> _EXERCISE BRIEF_
Print the data below exactly as it stands, and keep the pictures out.

[Stored data entries]
*** Block opens ***

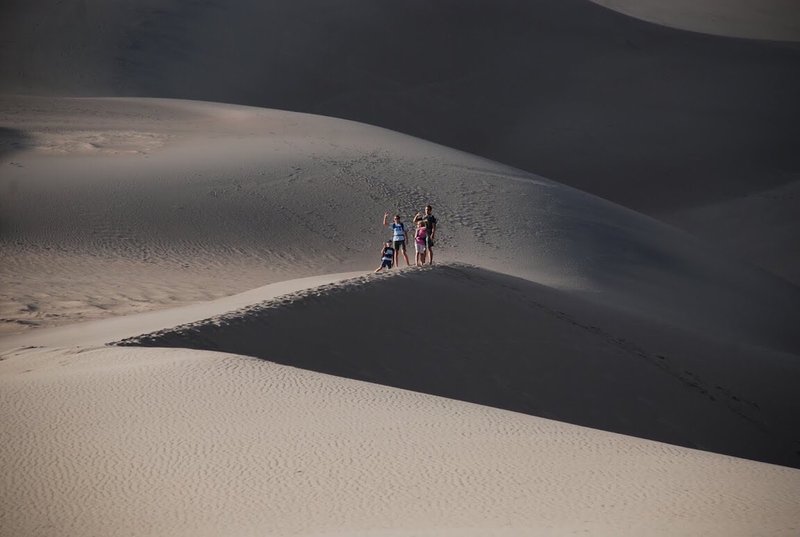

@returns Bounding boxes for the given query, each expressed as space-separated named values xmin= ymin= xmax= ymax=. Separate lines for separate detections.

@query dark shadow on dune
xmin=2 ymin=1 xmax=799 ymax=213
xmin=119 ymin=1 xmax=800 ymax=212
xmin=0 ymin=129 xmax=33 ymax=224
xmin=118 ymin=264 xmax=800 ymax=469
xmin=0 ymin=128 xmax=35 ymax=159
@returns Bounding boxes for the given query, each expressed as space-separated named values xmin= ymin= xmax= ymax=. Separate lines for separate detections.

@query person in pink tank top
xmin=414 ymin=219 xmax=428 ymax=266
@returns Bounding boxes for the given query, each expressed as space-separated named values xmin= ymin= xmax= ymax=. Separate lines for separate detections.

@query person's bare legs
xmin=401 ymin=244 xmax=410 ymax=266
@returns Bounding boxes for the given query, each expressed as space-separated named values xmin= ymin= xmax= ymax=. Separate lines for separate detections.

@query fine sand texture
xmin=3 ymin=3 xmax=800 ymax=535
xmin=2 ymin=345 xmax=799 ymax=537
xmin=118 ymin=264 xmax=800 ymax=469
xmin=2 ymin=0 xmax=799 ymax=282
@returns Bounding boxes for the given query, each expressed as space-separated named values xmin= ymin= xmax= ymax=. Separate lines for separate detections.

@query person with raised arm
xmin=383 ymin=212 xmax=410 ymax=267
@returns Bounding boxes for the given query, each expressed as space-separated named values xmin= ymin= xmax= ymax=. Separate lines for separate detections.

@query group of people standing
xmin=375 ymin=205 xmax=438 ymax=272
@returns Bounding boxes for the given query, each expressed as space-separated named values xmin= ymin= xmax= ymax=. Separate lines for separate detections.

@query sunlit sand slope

*** Block closes ***

> _YOUR SOLUTION_
@returns Bounding boxes for the given query, each expressed as space-separated named values xmin= ymin= xmax= ymax=. Separate lines for separate detections.

@query dark shadow on dune
xmin=2 ymin=1 xmax=799 ymax=213
xmin=119 ymin=1 xmax=800 ymax=212
xmin=0 ymin=129 xmax=33 ymax=224
xmin=118 ymin=264 xmax=800 ymax=469
xmin=0 ymin=128 xmax=35 ymax=159
@returns Bounding boxes for the given query, each expressed as space-separated named values xmin= ymin= xmax= ymax=. Separate lines for separate detections.

@query person in pink tank top
xmin=414 ymin=219 xmax=428 ymax=266
@returns Bounding boxes for the given query, each expressed as space-separated named values xmin= ymin= xmax= ymax=. Separate lines for separate detections.

@query person's bare legs
xmin=401 ymin=244 xmax=410 ymax=266
@returns Bounding boxes for the given query, each expressed as space-separated named values xmin= ymin= xmax= ymax=. Separate lines for separate detections.

@query fine sand texture
xmin=3 ymin=3 xmax=800 ymax=535
xmin=2 ymin=345 xmax=799 ymax=537
xmin=118 ymin=264 xmax=800 ymax=469
xmin=2 ymin=0 xmax=799 ymax=282
@returns Bounding boxes for the given query, each expressed as space-separated named values xmin= ymin= xmax= ymax=. Separate lines for separate detections.

@query person with raised arm
xmin=383 ymin=212 xmax=410 ymax=267
@returns Bounding boxes for the given query, each expressed as space-separated named values xmin= ymin= xmax= ymax=. Separate lines for separate detections.

@query group of people standing
xmin=375 ymin=205 xmax=438 ymax=272
@returns Bounding boxes for the given query, each expressed as space-separated named values xmin= ymin= xmax= ymax=. Separate lines for separate detections.

@query sunlit sand slope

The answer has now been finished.